To be done :: Gather every line in the rows below that contains the word "woman", and copy each such line in full.

::::::

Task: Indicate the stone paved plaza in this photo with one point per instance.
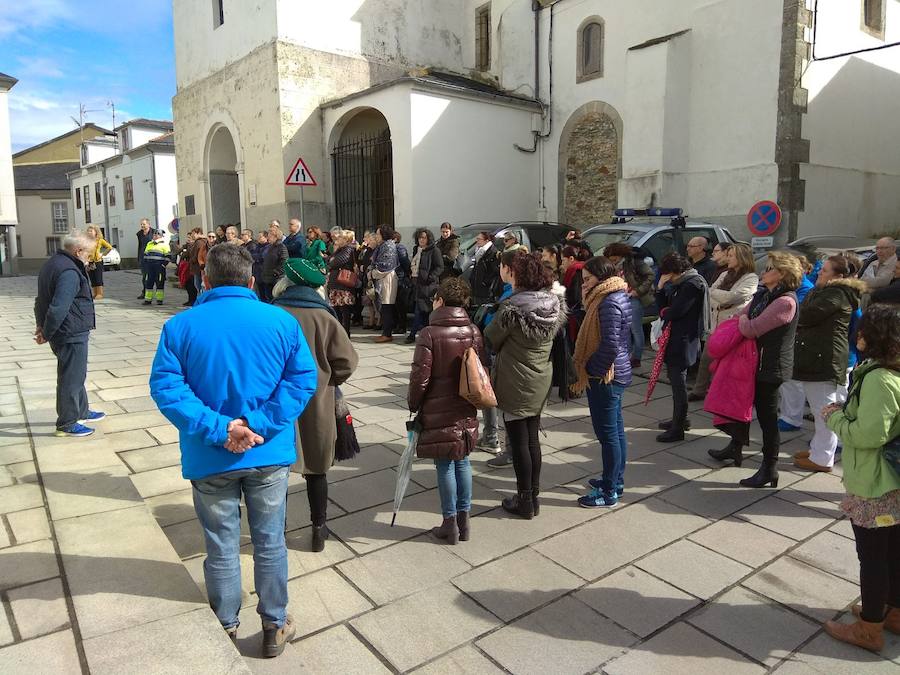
(101, 558)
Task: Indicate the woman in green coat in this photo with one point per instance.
(521, 335)
(869, 420)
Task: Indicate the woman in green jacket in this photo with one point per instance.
(869, 420)
(521, 335)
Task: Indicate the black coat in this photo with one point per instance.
(683, 305)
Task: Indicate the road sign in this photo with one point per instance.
(300, 175)
(764, 218)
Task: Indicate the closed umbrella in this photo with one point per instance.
(404, 469)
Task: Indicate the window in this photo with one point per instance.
(218, 13)
(54, 244)
(128, 191)
(60, 217)
(590, 50)
(483, 37)
(873, 18)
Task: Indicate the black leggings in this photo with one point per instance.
(317, 491)
(522, 438)
(878, 549)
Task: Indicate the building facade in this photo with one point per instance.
(414, 113)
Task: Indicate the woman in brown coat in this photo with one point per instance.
(449, 422)
(336, 360)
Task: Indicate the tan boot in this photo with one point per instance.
(862, 633)
(891, 619)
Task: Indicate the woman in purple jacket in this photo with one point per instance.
(603, 364)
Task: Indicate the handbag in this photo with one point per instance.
(474, 383)
(347, 278)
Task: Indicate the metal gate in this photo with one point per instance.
(364, 183)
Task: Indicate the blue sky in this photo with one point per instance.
(90, 51)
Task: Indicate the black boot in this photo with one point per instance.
(766, 475)
(520, 505)
(731, 452)
(462, 523)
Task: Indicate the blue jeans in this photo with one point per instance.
(605, 403)
(637, 329)
(454, 485)
(217, 500)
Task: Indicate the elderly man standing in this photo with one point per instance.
(64, 317)
(880, 272)
(706, 266)
(236, 425)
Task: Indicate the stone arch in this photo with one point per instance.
(590, 164)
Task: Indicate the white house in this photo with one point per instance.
(413, 113)
(130, 176)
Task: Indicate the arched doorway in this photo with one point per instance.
(363, 169)
(224, 182)
(590, 155)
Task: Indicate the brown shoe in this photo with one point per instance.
(891, 619)
(862, 634)
(275, 638)
(807, 464)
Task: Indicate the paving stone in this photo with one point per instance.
(807, 589)
(516, 583)
(79, 493)
(566, 636)
(20, 497)
(40, 608)
(27, 563)
(636, 600)
(678, 564)
(403, 569)
(742, 541)
(649, 525)
(441, 618)
(53, 654)
(754, 625)
(122, 572)
(337, 650)
(682, 650)
(194, 643)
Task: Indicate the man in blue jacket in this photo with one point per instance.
(236, 422)
(64, 317)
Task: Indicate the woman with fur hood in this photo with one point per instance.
(521, 335)
(821, 352)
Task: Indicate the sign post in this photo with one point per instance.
(300, 175)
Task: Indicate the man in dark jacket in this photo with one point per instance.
(64, 317)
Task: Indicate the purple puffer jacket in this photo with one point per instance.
(615, 339)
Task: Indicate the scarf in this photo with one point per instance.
(588, 341)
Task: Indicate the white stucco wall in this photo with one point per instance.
(853, 177)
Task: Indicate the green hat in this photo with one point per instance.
(303, 272)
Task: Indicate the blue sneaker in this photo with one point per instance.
(597, 499)
(76, 429)
(597, 484)
(784, 426)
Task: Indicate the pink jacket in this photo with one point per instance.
(735, 360)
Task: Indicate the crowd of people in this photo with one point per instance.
(560, 318)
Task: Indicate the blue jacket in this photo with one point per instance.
(201, 383)
(615, 339)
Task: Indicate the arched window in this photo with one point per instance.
(590, 50)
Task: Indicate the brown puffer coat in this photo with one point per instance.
(449, 423)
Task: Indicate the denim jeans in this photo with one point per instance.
(71, 372)
(217, 500)
(605, 404)
(637, 329)
(454, 485)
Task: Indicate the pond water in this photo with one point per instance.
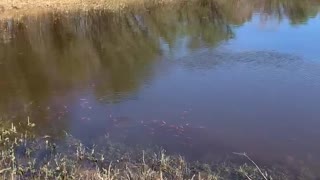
(203, 79)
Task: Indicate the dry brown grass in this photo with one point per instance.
(17, 8)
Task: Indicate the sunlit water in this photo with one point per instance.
(203, 80)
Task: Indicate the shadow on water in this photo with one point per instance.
(157, 76)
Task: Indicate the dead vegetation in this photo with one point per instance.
(26, 156)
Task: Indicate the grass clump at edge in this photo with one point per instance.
(24, 155)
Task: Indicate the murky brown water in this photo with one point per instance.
(203, 79)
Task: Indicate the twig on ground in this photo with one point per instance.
(245, 155)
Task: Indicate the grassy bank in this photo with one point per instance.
(18, 8)
(27, 156)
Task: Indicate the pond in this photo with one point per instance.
(203, 79)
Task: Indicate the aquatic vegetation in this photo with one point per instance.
(24, 155)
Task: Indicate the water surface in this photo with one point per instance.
(203, 79)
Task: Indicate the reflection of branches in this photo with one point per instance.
(258, 168)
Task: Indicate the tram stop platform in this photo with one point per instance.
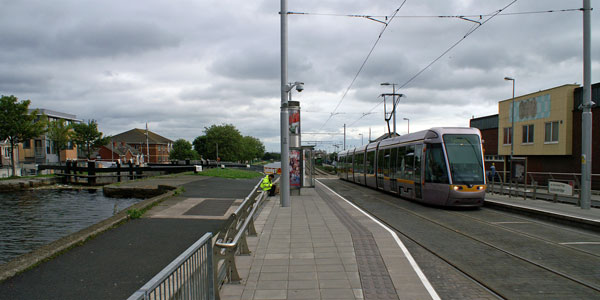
(322, 247)
(566, 213)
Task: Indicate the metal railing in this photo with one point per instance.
(203, 268)
(189, 276)
(232, 239)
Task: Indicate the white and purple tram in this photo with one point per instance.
(440, 166)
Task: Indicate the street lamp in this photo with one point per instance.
(285, 133)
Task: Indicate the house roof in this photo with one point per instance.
(138, 136)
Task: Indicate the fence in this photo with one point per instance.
(189, 276)
(536, 187)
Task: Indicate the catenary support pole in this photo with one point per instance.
(284, 191)
(586, 118)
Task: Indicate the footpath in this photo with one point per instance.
(117, 262)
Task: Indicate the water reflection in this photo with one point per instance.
(30, 219)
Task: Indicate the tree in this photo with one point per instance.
(88, 137)
(59, 133)
(272, 156)
(17, 125)
(182, 149)
(225, 137)
(252, 148)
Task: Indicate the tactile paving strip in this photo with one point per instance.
(210, 207)
(374, 277)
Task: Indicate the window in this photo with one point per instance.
(528, 134)
(507, 135)
(551, 132)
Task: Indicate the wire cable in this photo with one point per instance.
(362, 65)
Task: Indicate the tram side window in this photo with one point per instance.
(359, 163)
(435, 164)
(379, 163)
(393, 157)
(371, 162)
(386, 163)
(400, 162)
(410, 158)
(418, 154)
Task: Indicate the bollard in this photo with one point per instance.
(91, 172)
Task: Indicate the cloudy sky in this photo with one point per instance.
(184, 65)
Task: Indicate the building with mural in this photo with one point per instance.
(546, 131)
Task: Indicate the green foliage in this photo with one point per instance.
(17, 125)
(182, 149)
(272, 156)
(230, 173)
(252, 148)
(87, 136)
(232, 146)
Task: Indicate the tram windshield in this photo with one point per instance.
(464, 158)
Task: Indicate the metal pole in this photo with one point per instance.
(285, 156)
(586, 118)
(344, 136)
(394, 106)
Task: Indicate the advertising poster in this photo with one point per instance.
(295, 168)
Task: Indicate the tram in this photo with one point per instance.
(440, 166)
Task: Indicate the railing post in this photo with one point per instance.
(210, 270)
(91, 172)
(118, 171)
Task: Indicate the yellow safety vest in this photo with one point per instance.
(266, 184)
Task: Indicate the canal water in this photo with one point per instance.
(30, 219)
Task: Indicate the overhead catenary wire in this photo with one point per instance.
(469, 32)
(386, 24)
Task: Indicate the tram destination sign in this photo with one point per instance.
(560, 188)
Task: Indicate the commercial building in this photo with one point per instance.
(42, 150)
(547, 132)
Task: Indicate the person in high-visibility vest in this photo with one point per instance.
(267, 184)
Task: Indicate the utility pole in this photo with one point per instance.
(586, 117)
(284, 193)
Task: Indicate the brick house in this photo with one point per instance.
(148, 143)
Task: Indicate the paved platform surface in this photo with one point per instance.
(588, 218)
(119, 261)
(324, 248)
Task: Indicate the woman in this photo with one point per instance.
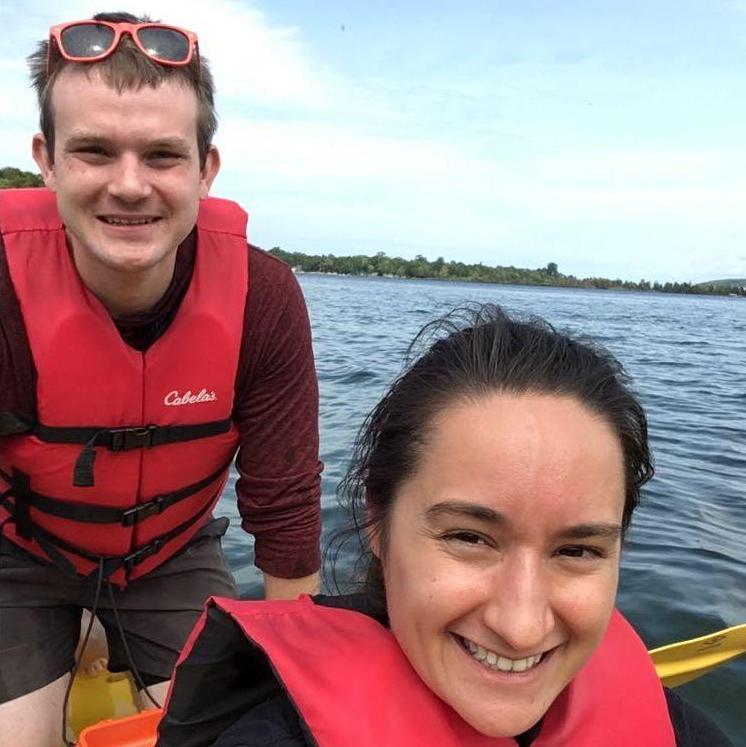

::::::

Answer to the problem ::
Task: Indicate the woman in green coat in this photo with one point per instance.
Task: Indicate the woman in green jacket in this photo with one point per instance.
Task: Indicate the woman in brown coat in this photo with one point per instance.
Task: Indicate the woman in purple jacket in this photo with one point per instance.
Task: Indicate the woman with fur hood in this photo with one point per instance.
Task: Indicate the woman in this photo with one point per instance.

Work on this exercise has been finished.